### PROBLEM DESCRIPTION
Copy the entries from the line containing "locate: door handle" through the end of the entries, changing "hammock rope" to "hammock cord" and leaving everything else as it is.

(Object pointing dataset rows)
◆ ◆ ◆

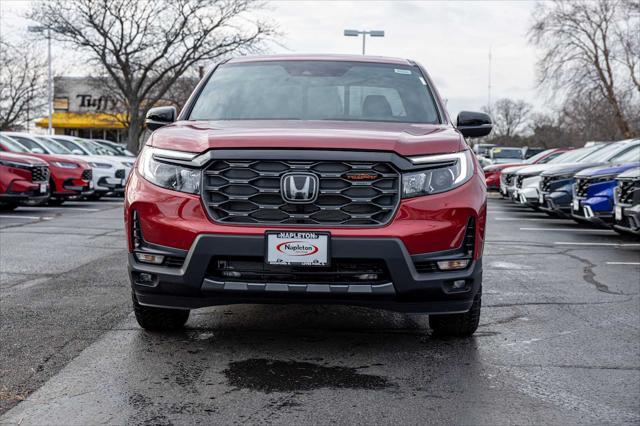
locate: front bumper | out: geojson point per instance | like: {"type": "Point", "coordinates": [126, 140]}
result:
{"type": "Point", "coordinates": [558, 202]}
{"type": "Point", "coordinates": [191, 285]}
{"type": "Point", "coordinates": [23, 191]}
{"type": "Point", "coordinates": [109, 184]}
{"type": "Point", "coordinates": [628, 218]}
{"type": "Point", "coordinates": [586, 209]}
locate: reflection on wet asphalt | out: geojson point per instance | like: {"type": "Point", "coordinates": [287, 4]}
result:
{"type": "Point", "coordinates": [287, 376]}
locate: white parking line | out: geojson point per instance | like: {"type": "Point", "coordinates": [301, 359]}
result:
{"type": "Point", "coordinates": [26, 217]}
{"type": "Point", "coordinates": [598, 244]}
{"type": "Point", "coordinates": [566, 230]}
{"type": "Point", "coordinates": [74, 208]}
{"type": "Point", "coordinates": [528, 218]}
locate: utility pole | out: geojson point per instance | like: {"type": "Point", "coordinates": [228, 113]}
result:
{"type": "Point", "coordinates": [489, 85]}
{"type": "Point", "coordinates": [41, 29]}
{"type": "Point", "coordinates": [364, 33]}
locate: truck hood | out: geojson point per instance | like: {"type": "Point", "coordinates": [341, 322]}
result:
{"type": "Point", "coordinates": [97, 159]}
{"type": "Point", "coordinates": [533, 170]}
{"type": "Point", "coordinates": [634, 173]}
{"type": "Point", "coordinates": [499, 167]}
{"type": "Point", "coordinates": [402, 138]}
{"type": "Point", "coordinates": [606, 170]}
{"type": "Point", "coordinates": [82, 163]}
{"type": "Point", "coordinates": [22, 158]}
{"type": "Point", "coordinates": [568, 169]}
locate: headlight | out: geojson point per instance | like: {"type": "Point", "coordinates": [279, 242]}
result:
{"type": "Point", "coordinates": [562, 177]}
{"type": "Point", "coordinates": [444, 173]}
{"type": "Point", "coordinates": [64, 165]}
{"type": "Point", "coordinates": [605, 178]}
{"type": "Point", "coordinates": [168, 175]}
{"type": "Point", "coordinates": [101, 165]}
{"type": "Point", "coordinates": [15, 164]}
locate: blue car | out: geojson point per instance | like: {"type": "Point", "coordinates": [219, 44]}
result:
{"type": "Point", "coordinates": [627, 202]}
{"type": "Point", "coordinates": [556, 184]}
{"type": "Point", "coordinates": [593, 192]}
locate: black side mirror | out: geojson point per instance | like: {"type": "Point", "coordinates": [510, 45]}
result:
{"type": "Point", "coordinates": [474, 124]}
{"type": "Point", "coordinates": [160, 116]}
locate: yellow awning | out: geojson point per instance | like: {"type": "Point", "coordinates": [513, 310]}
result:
{"type": "Point", "coordinates": [82, 120]}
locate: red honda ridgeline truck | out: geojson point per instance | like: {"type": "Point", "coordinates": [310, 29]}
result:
{"type": "Point", "coordinates": [309, 179]}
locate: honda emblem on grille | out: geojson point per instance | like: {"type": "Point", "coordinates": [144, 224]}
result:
{"type": "Point", "coordinates": [299, 187]}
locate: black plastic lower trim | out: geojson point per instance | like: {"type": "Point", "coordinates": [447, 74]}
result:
{"type": "Point", "coordinates": [185, 287]}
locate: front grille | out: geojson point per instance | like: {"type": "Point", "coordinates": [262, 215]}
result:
{"type": "Point", "coordinates": [628, 191]}
{"type": "Point", "coordinates": [87, 174]}
{"type": "Point", "coordinates": [39, 173]}
{"type": "Point", "coordinates": [136, 230]}
{"type": "Point", "coordinates": [255, 270]}
{"type": "Point", "coordinates": [173, 261]}
{"type": "Point", "coordinates": [545, 183]}
{"type": "Point", "coordinates": [247, 191]}
{"type": "Point", "coordinates": [508, 179]}
{"type": "Point", "coordinates": [582, 185]}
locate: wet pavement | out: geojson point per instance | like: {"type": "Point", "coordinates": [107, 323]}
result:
{"type": "Point", "coordinates": [559, 343]}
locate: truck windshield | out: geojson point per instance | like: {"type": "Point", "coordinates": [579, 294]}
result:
{"type": "Point", "coordinates": [506, 153]}
{"type": "Point", "coordinates": [53, 146]}
{"type": "Point", "coordinates": [316, 90]}
{"type": "Point", "coordinates": [11, 145]}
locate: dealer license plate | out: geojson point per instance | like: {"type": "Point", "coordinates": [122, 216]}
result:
{"type": "Point", "coordinates": [618, 213]}
{"type": "Point", "coordinates": [297, 248]}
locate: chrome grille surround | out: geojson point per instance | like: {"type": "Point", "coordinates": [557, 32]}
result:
{"type": "Point", "coordinates": [628, 191]}
{"type": "Point", "coordinates": [582, 185]}
{"type": "Point", "coordinates": [39, 173]}
{"type": "Point", "coordinates": [247, 191]}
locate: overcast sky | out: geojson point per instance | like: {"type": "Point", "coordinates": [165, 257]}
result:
{"type": "Point", "coordinates": [451, 39]}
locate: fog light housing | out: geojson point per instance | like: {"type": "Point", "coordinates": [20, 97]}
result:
{"type": "Point", "coordinates": [449, 265]}
{"type": "Point", "coordinates": [458, 284]}
{"type": "Point", "coordinates": [145, 279]}
{"type": "Point", "coordinates": [155, 259]}
{"type": "Point", "coordinates": [367, 277]}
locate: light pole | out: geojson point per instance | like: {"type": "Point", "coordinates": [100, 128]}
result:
{"type": "Point", "coordinates": [356, 33]}
{"type": "Point", "coordinates": [40, 29]}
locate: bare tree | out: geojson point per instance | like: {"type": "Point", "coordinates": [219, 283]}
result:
{"type": "Point", "coordinates": [22, 85]}
{"type": "Point", "coordinates": [589, 47]}
{"type": "Point", "coordinates": [144, 46]}
{"type": "Point", "coordinates": [509, 117]}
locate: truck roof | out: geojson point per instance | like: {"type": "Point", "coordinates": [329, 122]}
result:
{"type": "Point", "coordinates": [319, 57]}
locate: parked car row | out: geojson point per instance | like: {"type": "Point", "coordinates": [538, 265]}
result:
{"type": "Point", "coordinates": [597, 184]}
{"type": "Point", "coordinates": [51, 169]}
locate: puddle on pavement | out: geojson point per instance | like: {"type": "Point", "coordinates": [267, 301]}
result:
{"type": "Point", "coordinates": [287, 376]}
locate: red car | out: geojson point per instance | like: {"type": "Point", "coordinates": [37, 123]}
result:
{"type": "Point", "coordinates": [22, 178]}
{"type": "Point", "coordinates": [69, 177]}
{"type": "Point", "coordinates": [309, 179]}
{"type": "Point", "coordinates": [492, 172]}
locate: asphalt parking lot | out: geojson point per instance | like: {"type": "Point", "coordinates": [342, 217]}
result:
{"type": "Point", "coordinates": [559, 340]}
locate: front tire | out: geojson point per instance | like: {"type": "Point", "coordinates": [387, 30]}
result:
{"type": "Point", "coordinates": [159, 319]}
{"type": "Point", "coordinates": [458, 325]}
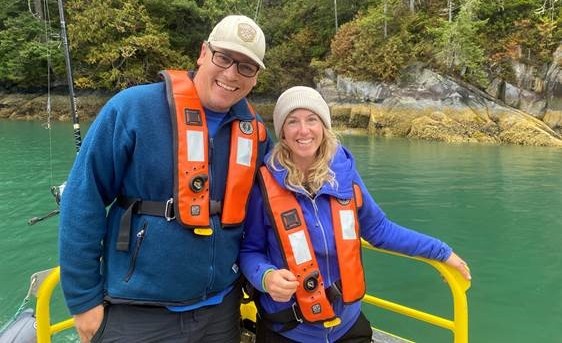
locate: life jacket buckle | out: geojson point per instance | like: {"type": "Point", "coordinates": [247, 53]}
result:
{"type": "Point", "coordinates": [169, 210]}
{"type": "Point", "coordinates": [295, 313]}
{"type": "Point", "coordinates": [331, 323]}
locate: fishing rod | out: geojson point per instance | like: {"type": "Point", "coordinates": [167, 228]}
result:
{"type": "Point", "coordinates": [57, 191]}
{"type": "Point", "coordinates": [70, 79]}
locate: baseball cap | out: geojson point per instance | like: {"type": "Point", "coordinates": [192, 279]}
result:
{"type": "Point", "coordinates": [240, 34]}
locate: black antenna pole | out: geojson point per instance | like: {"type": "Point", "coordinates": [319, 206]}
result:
{"type": "Point", "coordinates": [70, 80]}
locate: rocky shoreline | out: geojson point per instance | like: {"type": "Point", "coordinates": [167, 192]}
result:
{"type": "Point", "coordinates": [430, 107]}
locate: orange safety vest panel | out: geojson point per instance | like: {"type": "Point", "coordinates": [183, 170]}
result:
{"type": "Point", "coordinates": [292, 233]}
{"type": "Point", "coordinates": [191, 152]}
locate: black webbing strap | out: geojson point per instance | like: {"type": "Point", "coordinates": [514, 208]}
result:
{"type": "Point", "coordinates": [292, 316]}
{"type": "Point", "coordinates": [151, 208]}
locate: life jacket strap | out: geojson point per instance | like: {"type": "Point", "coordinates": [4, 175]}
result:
{"type": "Point", "coordinates": [163, 209]}
{"type": "Point", "coordinates": [292, 316]}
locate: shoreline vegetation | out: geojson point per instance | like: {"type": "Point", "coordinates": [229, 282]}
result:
{"type": "Point", "coordinates": [446, 124]}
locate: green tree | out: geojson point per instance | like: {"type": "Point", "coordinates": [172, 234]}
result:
{"type": "Point", "coordinates": [458, 47]}
{"type": "Point", "coordinates": [117, 44]}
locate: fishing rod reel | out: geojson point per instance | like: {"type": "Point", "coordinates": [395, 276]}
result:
{"type": "Point", "coordinates": [56, 191]}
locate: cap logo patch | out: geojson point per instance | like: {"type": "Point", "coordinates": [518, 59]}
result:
{"type": "Point", "coordinates": [246, 32]}
{"type": "Point", "coordinates": [246, 127]}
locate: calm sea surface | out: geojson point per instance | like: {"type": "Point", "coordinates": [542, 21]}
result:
{"type": "Point", "coordinates": [499, 207]}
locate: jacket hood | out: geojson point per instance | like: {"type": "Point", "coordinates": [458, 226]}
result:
{"type": "Point", "coordinates": [343, 166]}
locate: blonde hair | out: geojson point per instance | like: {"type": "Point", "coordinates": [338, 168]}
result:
{"type": "Point", "coordinates": [318, 173]}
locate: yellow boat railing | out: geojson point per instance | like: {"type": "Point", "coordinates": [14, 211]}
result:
{"type": "Point", "coordinates": [457, 284]}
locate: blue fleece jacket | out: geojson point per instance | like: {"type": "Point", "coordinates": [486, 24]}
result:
{"type": "Point", "coordinates": [261, 251]}
{"type": "Point", "coordinates": [128, 151]}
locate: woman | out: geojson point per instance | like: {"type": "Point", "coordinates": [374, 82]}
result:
{"type": "Point", "coordinates": [302, 248]}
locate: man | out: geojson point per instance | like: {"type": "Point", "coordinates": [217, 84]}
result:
{"type": "Point", "coordinates": [175, 162]}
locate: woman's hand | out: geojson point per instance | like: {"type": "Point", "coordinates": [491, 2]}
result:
{"type": "Point", "coordinates": [458, 263]}
{"type": "Point", "coordinates": [281, 284]}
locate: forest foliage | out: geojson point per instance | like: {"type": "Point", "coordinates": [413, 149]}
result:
{"type": "Point", "coordinates": [118, 43]}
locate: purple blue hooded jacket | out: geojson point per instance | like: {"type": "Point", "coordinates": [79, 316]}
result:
{"type": "Point", "coordinates": [261, 251]}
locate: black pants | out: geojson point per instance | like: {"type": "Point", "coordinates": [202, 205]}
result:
{"type": "Point", "coordinates": [211, 324]}
{"type": "Point", "coordinates": [360, 332]}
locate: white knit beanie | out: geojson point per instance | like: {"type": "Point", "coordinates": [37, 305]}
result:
{"type": "Point", "coordinates": [300, 97]}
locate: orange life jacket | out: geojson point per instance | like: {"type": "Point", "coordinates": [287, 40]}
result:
{"type": "Point", "coordinates": [192, 203]}
{"type": "Point", "coordinates": [292, 233]}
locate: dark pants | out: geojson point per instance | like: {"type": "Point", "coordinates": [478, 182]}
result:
{"type": "Point", "coordinates": [360, 332]}
{"type": "Point", "coordinates": [130, 323]}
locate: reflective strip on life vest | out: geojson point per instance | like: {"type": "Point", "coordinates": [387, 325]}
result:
{"type": "Point", "coordinates": [348, 246]}
{"type": "Point", "coordinates": [190, 150]}
{"type": "Point", "coordinates": [191, 153]}
{"type": "Point", "coordinates": [242, 164]}
{"type": "Point", "coordinates": [297, 249]}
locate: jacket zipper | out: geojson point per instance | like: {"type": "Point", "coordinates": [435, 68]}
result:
{"type": "Point", "coordinates": [140, 238]}
{"type": "Point", "coordinates": [323, 236]}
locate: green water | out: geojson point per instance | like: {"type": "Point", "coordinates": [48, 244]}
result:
{"type": "Point", "coordinates": [498, 206]}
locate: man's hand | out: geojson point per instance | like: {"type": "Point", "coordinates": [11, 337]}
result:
{"type": "Point", "coordinates": [456, 262]}
{"type": "Point", "coordinates": [281, 284]}
{"type": "Point", "coordinates": [87, 323]}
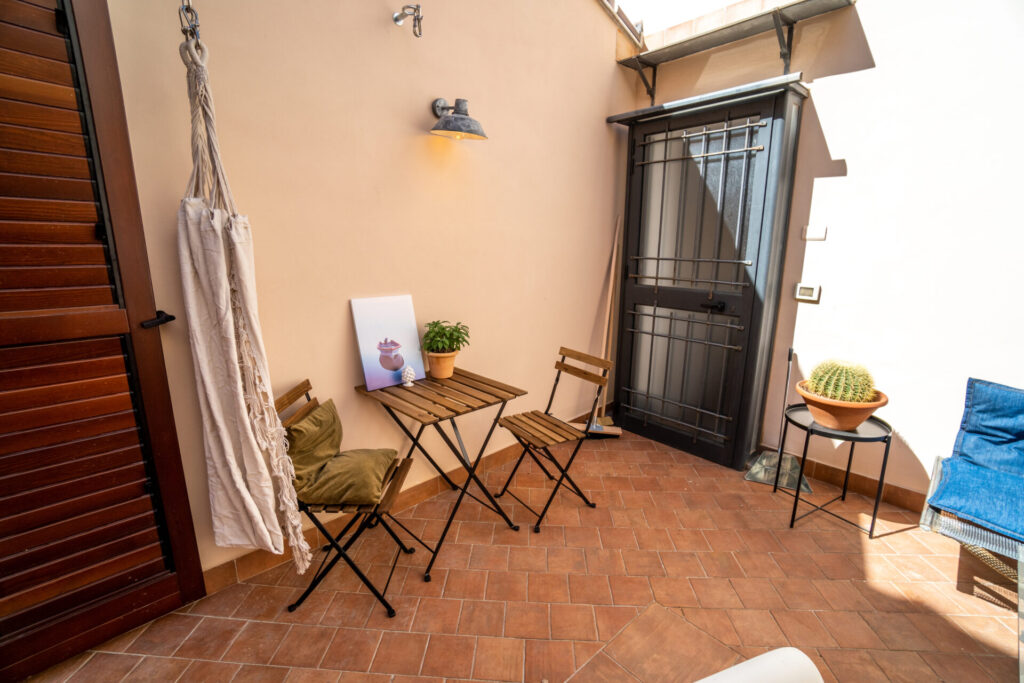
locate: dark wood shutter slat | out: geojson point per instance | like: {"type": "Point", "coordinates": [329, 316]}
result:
{"type": "Point", "coordinates": [60, 275]}
{"type": "Point", "coordinates": [33, 42]}
{"type": "Point", "coordinates": [19, 255]}
{"type": "Point", "coordinates": [29, 15]}
{"type": "Point", "coordinates": [76, 558]}
{"type": "Point", "coordinates": [84, 577]}
{"type": "Point", "coordinates": [36, 327]}
{"type": "Point", "coordinates": [91, 538]}
{"type": "Point", "coordinates": [38, 186]}
{"type": "Point", "coordinates": [16, 506]}
{"type": "Point", "coordinates": [59, 414]}
{"type": "Point", "coordinates": [45, 232]}
{"type": "Point", "coordinates": [23, 378]}
{"type": "Point", "coordinates": [23, 209]}
{"type": "Point", "coordinates": [151, 596]}
{"type": "Point", "coordinates": [58, 297]}
{"type": "Point", "coordinates": [49, 141]}
{"type": "Point", "coordinates": [37, 92]}
{"type": "Point", "coordinates": [69, 507]}
{"type": "Point", "coordinates": [36, 357]}
{"type": "Point", "coordinates": [40, 164]}
{"type": "Point", "coordinates": [62, 455]}
{"type": "Point", "coordinates": [38, 116]}
{"type": "Point", "coordinates": [48, 4]}
{"type": "Point", "coordinates": [40, 69]}
{"type": "Point", "coordinates": [53, 394]}
{"type": "Point", "coordinates": [65, 528]}
{"type": "Point", "coordinates": [80, 468]}
{"type": "Point", "coordinates": [48, 436]}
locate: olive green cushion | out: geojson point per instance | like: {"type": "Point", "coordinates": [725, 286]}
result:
{"type": "Point", "coordinates": [326, 476]}
{"type": "Point", "coordinates": [351, 477]}
{"type": "Point", "coordinates": [312, 441]}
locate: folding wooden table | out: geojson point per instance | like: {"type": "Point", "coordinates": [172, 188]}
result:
{"type": "Point", "coordinates": [431, 402]}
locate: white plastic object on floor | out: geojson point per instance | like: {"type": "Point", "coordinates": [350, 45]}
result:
{"type": "Point", "coordinates": [786, 665]}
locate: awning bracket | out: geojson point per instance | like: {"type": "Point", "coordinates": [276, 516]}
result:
{"type": "Point", "coordinates": [649, 85]}
{"type": "Point", "coordinates": [784, 42]}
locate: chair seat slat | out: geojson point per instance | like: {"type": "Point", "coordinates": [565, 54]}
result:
{"type": "Point", "coordinates": [558, 425]}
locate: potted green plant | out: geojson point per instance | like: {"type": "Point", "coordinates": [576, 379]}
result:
{"type": "Point", "coordinates": [841, 395]}
{"type": "Point", "coordinates": [441, 341]}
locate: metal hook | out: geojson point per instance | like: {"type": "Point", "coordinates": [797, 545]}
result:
{"type": "Point", "coordinates": [414, 11]}
{"type": "Point", "coordinates": [188, 18]}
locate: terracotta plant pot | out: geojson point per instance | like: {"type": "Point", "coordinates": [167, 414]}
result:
{"type": "Point", "coordinates": [841, 415]}
{"type": "Point", "coordinates": [441, 365]}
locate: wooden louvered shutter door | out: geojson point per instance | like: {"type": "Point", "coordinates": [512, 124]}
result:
{"type": "Point", "coordinates": [95, 531]}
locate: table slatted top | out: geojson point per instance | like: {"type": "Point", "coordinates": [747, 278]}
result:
{"type": "Point", "coordinates": [430, 400]}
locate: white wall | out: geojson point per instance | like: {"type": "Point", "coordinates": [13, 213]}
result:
{"type": "Point", "coordinates": [909, 155]}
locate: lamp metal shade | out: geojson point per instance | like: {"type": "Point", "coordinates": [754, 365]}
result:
{"type": "Point", "coordinates": [459, 125]}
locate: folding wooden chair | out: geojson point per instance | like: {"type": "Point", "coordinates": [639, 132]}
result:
{"type": "Point", "coordinates": [363, 516]}
{"type": "Point", "coordinates": [538, 431]}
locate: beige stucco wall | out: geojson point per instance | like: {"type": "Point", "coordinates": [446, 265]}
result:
{"type": "Point", "coordinates": [907, 155]}
{"type": "Point", "coordinates": [324, 108]}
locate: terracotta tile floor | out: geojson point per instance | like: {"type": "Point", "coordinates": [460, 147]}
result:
{"type": "Point", "coordinates": [682, 569]}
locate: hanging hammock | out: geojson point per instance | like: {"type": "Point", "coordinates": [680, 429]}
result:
{"type": "Point", "coordinates": [251, 493]}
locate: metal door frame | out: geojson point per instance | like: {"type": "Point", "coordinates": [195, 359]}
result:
{"type": "Point", "coordinates": [783, 97]}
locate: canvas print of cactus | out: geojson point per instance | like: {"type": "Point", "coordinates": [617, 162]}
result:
{"type": "Point", "coordinates": [388, 339]}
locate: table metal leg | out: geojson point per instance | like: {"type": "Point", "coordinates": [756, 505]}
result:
{"type": "Point", "coordinates": [781, 445]}
{"type": "Point", "coordinates": [472, 465]}
{"type": "Point", "coordinates": [416, 444]}
{"type": "Point", "coordinates": [472, 474]}
{"type": "Point", "coordinates": [882, 485]}
{"type": "Point", "coordinates": [800, 480]}
{"type": "Point", "coordinates": [849, 464]}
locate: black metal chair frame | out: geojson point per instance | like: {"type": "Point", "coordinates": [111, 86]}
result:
{"type": "Point", "coordinates": [539, 454]}
{"type": "Point", "coordinates": [364, 517]}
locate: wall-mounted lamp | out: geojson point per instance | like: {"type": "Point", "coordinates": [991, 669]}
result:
{"type": "Point", "coordinates": [410, 10]}
{"type": "Point", "coordinates": [456, 122]}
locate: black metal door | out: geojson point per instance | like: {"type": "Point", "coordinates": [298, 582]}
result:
{"type": "Point", "coordinates": [699, 187]}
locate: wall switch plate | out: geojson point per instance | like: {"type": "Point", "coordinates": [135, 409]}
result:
{"type": "Point", "coordinates": [815, 232]}
{"type": "Point", "coordinates": [808, 293]}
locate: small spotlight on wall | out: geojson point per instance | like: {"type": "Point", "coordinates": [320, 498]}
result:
{"type": "Point", "coordinates": [456, 122]}
{"type": "Point", "coordinates": [410, 10]}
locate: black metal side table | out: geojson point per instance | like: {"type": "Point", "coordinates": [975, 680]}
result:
{"type": "Point", "coordinates": [871, 430]}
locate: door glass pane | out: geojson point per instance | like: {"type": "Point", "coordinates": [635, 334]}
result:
{"type": "Point", "coordinates": [695, 206]}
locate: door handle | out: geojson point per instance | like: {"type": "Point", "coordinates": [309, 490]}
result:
{"type": "Point", "coordinates": [714, 306]}
{"type": "Point", "coordinates": [162, 318]}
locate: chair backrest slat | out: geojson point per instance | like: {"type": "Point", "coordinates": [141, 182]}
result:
{"type": "Point", "coordinates": [292, 395]}
{"type": "Point", "coordinates": [394, 484]}
{"type": "Point", "coordinates": [308, 408]}
{"type": "Point", "coordinates": [585, 357]}
{"type": "Point", "coordinates": [582, 374]}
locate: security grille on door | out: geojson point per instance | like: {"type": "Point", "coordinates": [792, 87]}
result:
{"type": "Point", "coordinates": [707, 206]}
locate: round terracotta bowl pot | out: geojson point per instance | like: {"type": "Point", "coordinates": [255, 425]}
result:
{"type": "Point", "coordinates": [441, 365]}
{"type": "Point", "coordinates": [841, 415]}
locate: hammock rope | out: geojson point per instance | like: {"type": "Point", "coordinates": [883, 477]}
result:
{"type": "Point", "coordinates": [208, 182]}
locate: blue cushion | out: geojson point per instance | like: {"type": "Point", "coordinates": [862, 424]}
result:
{"type": "Point", "coordinates": [988, 498]}
{"type": "Point", "coordinates": [983, 481]}
{"type": "Point", "coordinates": [992, 429]}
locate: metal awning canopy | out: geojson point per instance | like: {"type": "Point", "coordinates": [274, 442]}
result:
{"type": "Point", "coordinates": [786, 14]}
{"type": "Point", "coordinates": [713, 99]}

◆ ◆ ◆

### THE COMPLETED TASK
locate: door handle | out: geojson point per instance | like: {"type": "Point", "coordinates": [309, 490]}
result:
{"type": "Point", "coordinates": [714, 306]}
{"type": "Point", "coordinates": [162, 318]}
locate: chair backrest slat | out: geojson point per instance | like: {"type": "Point", "coordinates": [141, 182]}
result:
{"type": "Point", "coordinates": [292, 395]}
{"type": "Point", "coordinates": [394, 484]}
{"type": "Point", "coordinates": [308, 408]}
{"type": "Point", "coordinates": [585, 357]}
{"type": "Point", "coordinates": [582, 374]}
locate: security grille on door | out: geojson point per instance | like: {"type": "Point", "coordinates": [792, 87]}
result:
{"type": "Point", "coordinates": [707, 206]}
locate: round terracotta bowl pot | out: geojson point per instance | like: {"type": "Point", "coordinates": [255, 425]}
result:
{"type": "Point", "coordinates": [441, 365]}
{"type": "Point", "coordinates": [841, 415]}
locate: hammock cord | out: geojson point per instance | like: {"type": "Point", "coordinates": [883, 477]}
result:
{"type": "Point", "coordinates": [208, 182]}
locate: blue cushion | out: geojson point per instance | like: {"type": "Point", "coordinates": [862, 424]}
result:
{"type": "Point", "coordinates": [988, 498]}
{"type": "Point", "coordinates": [983, 481]}
{"type": "Point", "coordinates": [992, 429]}
locate: metal awning canopy | out: geojson point per instance | like: {"type": "Point", "coordinates": [274, 442]}
result:
{"type": "Point", "coordinates": [786, 14]}
{"type": "Point", "coordinates": [713, 99]}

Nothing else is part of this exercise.